(A block of data)

• • • •

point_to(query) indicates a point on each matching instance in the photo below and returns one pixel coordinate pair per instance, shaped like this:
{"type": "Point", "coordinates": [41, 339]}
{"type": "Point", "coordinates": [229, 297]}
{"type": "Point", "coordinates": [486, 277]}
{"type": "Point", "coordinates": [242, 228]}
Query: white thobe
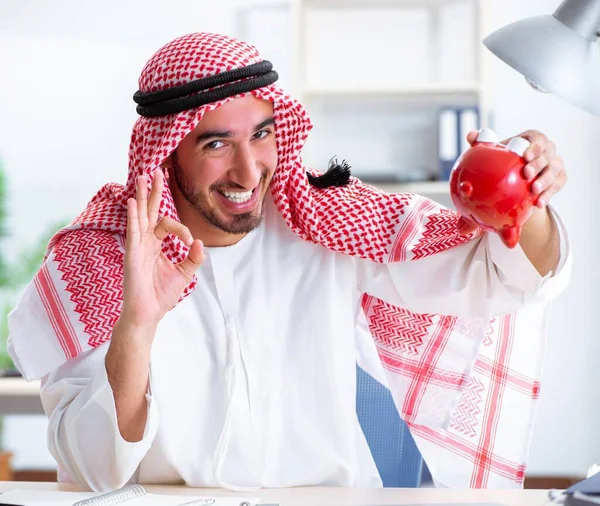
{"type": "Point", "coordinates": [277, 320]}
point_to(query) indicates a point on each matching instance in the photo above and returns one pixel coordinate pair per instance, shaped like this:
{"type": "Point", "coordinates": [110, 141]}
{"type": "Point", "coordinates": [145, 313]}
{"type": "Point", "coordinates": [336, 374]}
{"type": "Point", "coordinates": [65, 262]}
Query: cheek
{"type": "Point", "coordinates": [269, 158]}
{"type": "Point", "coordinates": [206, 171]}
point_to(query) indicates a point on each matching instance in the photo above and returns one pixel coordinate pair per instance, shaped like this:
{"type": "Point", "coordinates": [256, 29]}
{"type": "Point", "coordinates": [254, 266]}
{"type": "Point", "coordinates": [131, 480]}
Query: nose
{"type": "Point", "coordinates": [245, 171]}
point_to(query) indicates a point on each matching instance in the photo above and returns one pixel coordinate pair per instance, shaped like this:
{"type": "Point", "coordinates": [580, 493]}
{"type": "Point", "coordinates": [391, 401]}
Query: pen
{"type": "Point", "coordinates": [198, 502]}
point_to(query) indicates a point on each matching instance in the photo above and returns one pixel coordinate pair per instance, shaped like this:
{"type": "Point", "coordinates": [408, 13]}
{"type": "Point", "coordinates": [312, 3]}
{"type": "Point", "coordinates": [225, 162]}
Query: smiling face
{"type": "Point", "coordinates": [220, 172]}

• • • •

Exercise:
Please extract every line of the items above and repeat each one word for word, leaving the pictures out of your answer.

Right answer:
point_to(query) indicates a point on each matching instance in the photo below and returns one pixel coordinate pair per instance, shaped like this:
{"type": "Point", "coordinates": [41, 339]}
{"type": "Point", "coordinates": [229, 297]}
{"type": "Point", "coordinates": [486, 277]}
{"type": "Point", "coordinates": [242, 228]}
Query: white thobe
{"type": "Point", "coordinates": [277, 320]}
point_to(query) indicates a point on each matching instance in the photo above and returns one pixel coordinate pair per instance, shaped like this:
{"type": "Point", "coordinates": [110, 141]}
{"type": "Point", "coordinates": [145, 313]}
{"type": "Point", "coordinates": [336, 374]}
{"type": "Point", "coordinates": [65, 262]}
Query: cheek
{"type": "Point", "coordinates": [269, 158]}
{"type": "Point", "coordinates": [206, 171]}
point_to(query) indicates a point on each matching instance in the photo above and returns one pixel coordinate pair per instance, shaped like this:
{"type": "Point", "coordinates": [256, 29]}
{"type": "Point", "coordinates": [254, 266]}
{"type": "Point", "coordinates": [131, 480]}
Query: nose
{"type": "Point", "coordinates": [245, 171]}
point_to(query) indicates a point on each matching instance in the photo above and returns one pixel coordinate pair per instance, shaped like this:
{"type": "Point", "coordinates": [580, 493]}
{"type": "Point", "coordinates": [391, 401]}
Query: pen
{"type": "Point", "coordinates": [198, 502]}
point_to(query) indicates a point on each matching instance in the photo above and returns one pixel coordinate pair per instance, shaped like this:
{"type": "Point", "coordinates": [408, 13]}
{"type": "Point", "coordinates": [312, 3]}
{"type": "Point", "coordinates": [225, 162]}
Query: smiling face
{"type": "Point", "coordinates": [220, 172]}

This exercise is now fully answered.